== INSTRUCTIONS FOR THE TASK ==
Copy out every line holding the string "superstructure" from the records below.

__________

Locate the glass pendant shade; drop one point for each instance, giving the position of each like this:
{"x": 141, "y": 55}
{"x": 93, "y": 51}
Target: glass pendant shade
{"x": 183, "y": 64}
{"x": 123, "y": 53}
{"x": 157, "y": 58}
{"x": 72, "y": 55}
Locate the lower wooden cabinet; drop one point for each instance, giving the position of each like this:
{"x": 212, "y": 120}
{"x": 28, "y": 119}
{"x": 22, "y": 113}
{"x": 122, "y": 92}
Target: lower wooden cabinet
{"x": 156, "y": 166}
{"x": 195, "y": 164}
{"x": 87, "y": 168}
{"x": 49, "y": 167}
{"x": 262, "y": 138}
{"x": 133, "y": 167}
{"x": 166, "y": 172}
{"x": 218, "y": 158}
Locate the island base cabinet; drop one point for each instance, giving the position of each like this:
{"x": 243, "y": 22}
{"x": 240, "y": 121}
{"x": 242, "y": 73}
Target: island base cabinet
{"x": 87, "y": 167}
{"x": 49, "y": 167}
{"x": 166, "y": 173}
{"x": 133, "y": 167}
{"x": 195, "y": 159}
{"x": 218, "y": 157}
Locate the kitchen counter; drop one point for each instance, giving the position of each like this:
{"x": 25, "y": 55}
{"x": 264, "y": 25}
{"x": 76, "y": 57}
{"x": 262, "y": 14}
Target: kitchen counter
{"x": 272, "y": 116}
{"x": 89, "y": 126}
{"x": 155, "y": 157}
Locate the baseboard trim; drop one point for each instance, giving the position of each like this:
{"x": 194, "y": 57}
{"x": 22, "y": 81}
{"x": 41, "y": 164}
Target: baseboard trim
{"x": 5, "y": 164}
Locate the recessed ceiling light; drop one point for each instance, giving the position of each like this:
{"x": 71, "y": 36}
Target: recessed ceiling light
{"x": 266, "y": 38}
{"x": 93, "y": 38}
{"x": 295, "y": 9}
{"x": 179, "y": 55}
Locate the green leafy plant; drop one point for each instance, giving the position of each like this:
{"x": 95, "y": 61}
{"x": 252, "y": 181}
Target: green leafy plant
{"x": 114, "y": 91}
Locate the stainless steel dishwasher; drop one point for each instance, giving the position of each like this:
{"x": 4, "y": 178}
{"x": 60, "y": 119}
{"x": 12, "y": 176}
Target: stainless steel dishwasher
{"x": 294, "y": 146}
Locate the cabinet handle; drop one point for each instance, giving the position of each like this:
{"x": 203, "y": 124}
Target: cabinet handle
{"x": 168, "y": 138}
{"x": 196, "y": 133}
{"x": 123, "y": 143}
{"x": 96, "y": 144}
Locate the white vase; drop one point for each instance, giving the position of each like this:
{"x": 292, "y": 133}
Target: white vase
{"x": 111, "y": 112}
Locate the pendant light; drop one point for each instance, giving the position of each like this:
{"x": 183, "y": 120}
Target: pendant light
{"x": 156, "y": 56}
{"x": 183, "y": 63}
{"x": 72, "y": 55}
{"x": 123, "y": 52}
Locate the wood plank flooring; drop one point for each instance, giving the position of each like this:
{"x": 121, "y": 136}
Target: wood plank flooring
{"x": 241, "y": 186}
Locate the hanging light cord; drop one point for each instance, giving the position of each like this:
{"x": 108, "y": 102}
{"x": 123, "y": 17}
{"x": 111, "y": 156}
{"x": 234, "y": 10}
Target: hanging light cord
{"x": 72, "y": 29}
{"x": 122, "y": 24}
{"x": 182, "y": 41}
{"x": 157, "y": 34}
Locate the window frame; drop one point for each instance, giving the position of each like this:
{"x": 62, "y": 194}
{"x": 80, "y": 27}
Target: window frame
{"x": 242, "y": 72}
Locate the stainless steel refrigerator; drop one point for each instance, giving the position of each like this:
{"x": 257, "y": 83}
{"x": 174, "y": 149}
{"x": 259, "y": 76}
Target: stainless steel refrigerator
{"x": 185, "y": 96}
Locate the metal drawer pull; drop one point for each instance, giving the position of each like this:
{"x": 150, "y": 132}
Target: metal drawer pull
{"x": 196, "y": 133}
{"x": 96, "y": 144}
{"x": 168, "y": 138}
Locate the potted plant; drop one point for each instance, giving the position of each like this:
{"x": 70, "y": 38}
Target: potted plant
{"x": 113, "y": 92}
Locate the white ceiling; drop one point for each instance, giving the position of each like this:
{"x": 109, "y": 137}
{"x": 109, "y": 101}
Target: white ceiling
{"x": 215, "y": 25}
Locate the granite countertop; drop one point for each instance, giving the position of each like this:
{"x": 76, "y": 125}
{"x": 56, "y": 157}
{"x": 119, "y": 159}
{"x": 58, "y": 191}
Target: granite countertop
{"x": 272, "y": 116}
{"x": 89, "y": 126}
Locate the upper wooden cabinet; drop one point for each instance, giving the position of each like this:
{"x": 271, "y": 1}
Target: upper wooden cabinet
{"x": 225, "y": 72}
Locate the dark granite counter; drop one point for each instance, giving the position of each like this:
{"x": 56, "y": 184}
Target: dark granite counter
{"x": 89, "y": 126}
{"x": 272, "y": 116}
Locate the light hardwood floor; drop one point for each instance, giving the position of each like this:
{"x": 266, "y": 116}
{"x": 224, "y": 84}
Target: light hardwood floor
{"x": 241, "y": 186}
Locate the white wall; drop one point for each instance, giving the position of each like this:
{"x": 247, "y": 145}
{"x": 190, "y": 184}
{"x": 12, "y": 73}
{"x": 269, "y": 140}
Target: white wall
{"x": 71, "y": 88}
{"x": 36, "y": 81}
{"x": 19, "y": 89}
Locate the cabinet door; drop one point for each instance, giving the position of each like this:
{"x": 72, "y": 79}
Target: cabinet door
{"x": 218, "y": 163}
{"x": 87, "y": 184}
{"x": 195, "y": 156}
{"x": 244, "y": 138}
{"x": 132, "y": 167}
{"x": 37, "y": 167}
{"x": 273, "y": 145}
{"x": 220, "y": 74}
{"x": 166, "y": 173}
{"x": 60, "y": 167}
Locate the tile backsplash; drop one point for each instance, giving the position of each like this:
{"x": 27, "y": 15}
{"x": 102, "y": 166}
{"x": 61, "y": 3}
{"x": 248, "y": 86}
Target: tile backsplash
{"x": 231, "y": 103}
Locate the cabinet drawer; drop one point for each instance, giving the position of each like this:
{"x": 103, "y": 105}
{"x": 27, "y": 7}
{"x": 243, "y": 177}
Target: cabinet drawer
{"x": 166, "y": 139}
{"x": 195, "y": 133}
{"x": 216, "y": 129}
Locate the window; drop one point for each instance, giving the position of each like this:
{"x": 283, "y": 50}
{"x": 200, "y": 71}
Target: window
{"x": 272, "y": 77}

__________

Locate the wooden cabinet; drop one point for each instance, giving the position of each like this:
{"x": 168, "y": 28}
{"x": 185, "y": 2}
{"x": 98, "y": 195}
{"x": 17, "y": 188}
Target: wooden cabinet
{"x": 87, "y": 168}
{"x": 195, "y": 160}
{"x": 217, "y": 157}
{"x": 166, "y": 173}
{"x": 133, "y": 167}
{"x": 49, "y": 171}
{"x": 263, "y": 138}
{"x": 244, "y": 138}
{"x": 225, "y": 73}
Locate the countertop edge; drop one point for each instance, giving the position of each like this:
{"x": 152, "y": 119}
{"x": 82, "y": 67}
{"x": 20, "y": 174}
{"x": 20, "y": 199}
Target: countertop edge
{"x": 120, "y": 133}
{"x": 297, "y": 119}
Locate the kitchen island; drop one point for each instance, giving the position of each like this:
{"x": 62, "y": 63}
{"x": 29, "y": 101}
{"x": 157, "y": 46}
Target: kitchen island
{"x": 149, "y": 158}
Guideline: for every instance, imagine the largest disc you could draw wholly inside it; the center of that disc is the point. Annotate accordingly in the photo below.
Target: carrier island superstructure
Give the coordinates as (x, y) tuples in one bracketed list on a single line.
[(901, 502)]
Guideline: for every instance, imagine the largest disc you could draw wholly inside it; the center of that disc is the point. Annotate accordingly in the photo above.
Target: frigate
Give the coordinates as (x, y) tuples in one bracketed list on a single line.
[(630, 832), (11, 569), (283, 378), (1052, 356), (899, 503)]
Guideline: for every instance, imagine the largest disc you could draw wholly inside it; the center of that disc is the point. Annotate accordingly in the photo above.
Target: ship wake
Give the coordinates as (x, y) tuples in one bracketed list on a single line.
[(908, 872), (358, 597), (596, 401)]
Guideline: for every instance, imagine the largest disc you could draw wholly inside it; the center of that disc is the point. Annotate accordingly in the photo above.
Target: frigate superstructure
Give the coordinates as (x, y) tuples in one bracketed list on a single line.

__________

== RESPONSE ==
Target: carrier island superstructure
Target: frigate superstructure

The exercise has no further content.